* [O que fazer]:
1. Como fica em inglês a frase "Alguns acham um crime hediondo; outros não.", do texto sobre a questão legal do aborto?
2. No texto sobre a questão legal do aborto, por que a lei que proíbe o aborto não é eficaz para coibi-lo? Responda em uma a três frases.
3. Dê continuidade ao texto sobre a questão legal do aborto, começando logo depois da última frase.

* [Texto de origem]:
◆ ◆ ◆ ◆

Aborto é um tema delicado, Paulo.
Mas naquele post eu não estava falando especificamente sobre o aborto em si; acho que me expliquei mal. Me referia à questão legal que envolve o assunto.
Alguns acham um crime hediondo; outros não. A questão aqui não é exatamente o aspecto moral do aborto, mas sim a possibilidade daqueles que estão dispostos a fazer um de contarem com o apoio do Estado — ou, quando menos, de não serem atrapalhados por ele.
É ingenuidade acreditar que o fato de existir uma lei proibindo o aborto seja eficaz em coibi-lo, assim como seria achar que sua legalização iria incentivar sua prática. Abortos nunca foram legais no Brasil (com exceção de alguns casos bem específicos), e não consta que seu número tenha diminuído ou aumentado por isso. Porque o que faz com que uma mulher, diante de uma gravidez indesejada, decida ter ou não o seu bebê é a sua visão moral e ética do mundo, aliada a uma série de circunstâncias imponderáveis. Nessa hora ela não poderia ligar menos para o que uma lei pouquíssimo aplicada diz.
Se ela decidir pelo aborto, e for de classe média ou superior, poderá recorrer a bons médicos (bons no sentido técnico; me abstenho de fazer julgamentos morais). Em último caso, pode recorrer a dois comprimidos de Cytotech. Já aquela miserável que toma a mesma decisão terá que recorrer a soluções que muitas vezes parecem saídas de um circo de horrores. Sem falar nos abortos feitos em fetos com até 6 meses de gestação.

◆ ◆ ◆ ◆

* [Dados disponíveis]:
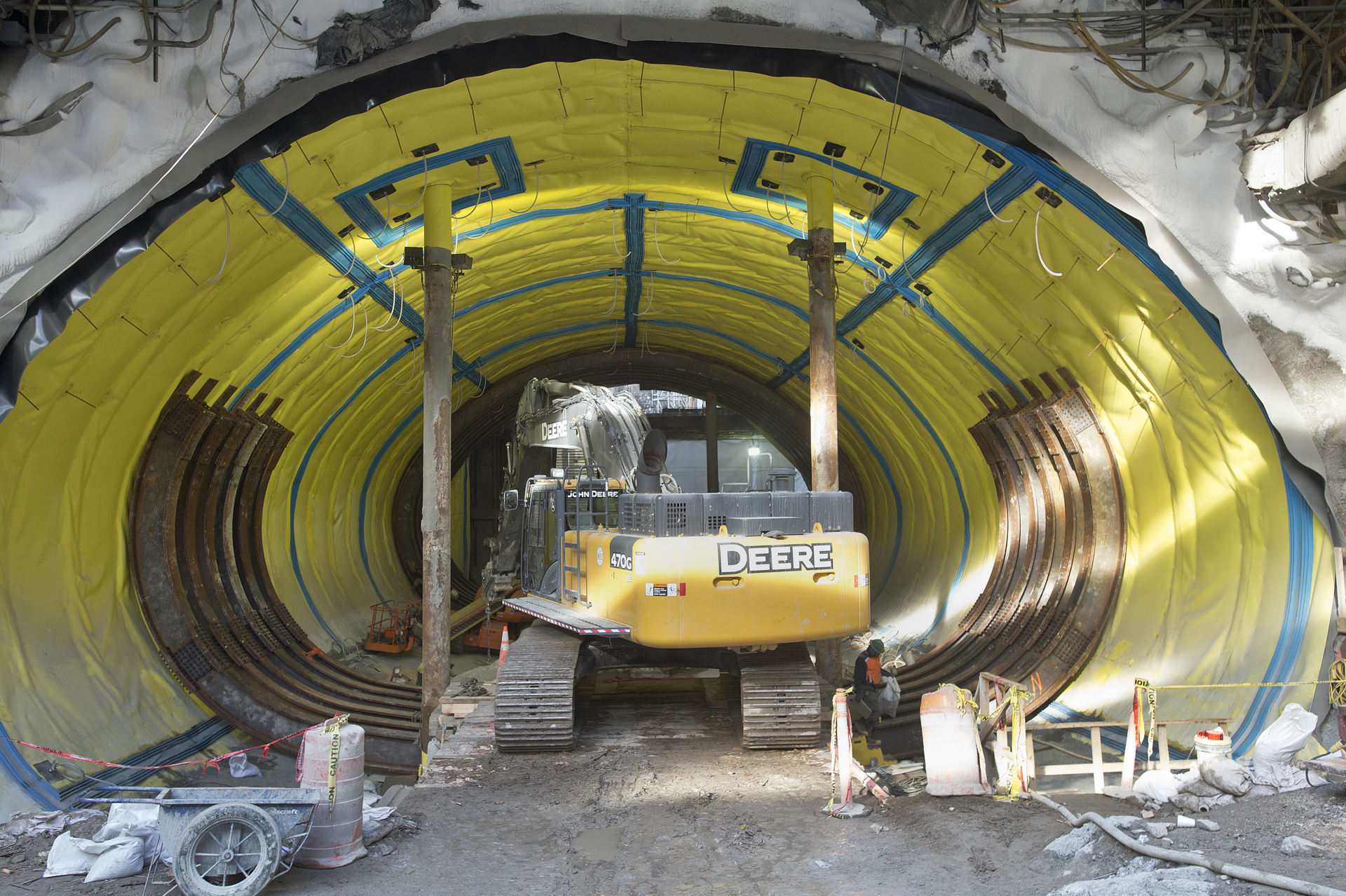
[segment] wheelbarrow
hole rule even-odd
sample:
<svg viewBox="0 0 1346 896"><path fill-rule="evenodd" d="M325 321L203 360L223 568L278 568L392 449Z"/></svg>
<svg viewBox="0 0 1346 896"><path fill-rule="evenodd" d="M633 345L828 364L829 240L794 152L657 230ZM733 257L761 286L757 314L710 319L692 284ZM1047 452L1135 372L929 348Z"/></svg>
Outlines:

◆ ◆ ◆ ◆

* [Problemas resolvidos]:
1. Some consider it a heinous crime; others don't.

2. Porque a decisão de uma mulher diante de uma gravidez indesejada depende de sua visão moral e ética do mundo, aliada a uma série de circunstâncias imponderáveis. Nessa hora, ela não se importa com o que diz uma lei pouquíssimo aplicada. Por isso, o número de abortos no Brasil não diminuiu nem aumentou por causa da proibição.

3.
Pode-se achar ou não o aborto algo condenável, mas a questão é que o Estado, diante de uma realidade objetiva e bem definida, deve simplesmente parar de esconder a cabeça em um buraco na areia. Legais ou não, abortos vão continuar sendo feitos. E é bom lembrar que é dever do Estado dar o máximo de igualdade a todos; é para isso que ele existe. Por definição, o Estado é laico e é o resultado da correlação de forças da sociedade que regula.
Mas é praticamente impossível falar de aborto sem resvalar no aspecto ético. Eu, pelo menos, acho que uma mulher tem o direito de decidir o que fazer com o corpo dela; dizer que o embrião é outro ser é apenas meia-verdade, porque se fosse mesmo não dependeria do corpo dela.
(Pequena questão filosófica: uma mulher grávida tem o direito de se suicidar?)
Não acho que ninguém tenha a autoridade de dizer a uma pessoa que ela deve ter um filho que não quer.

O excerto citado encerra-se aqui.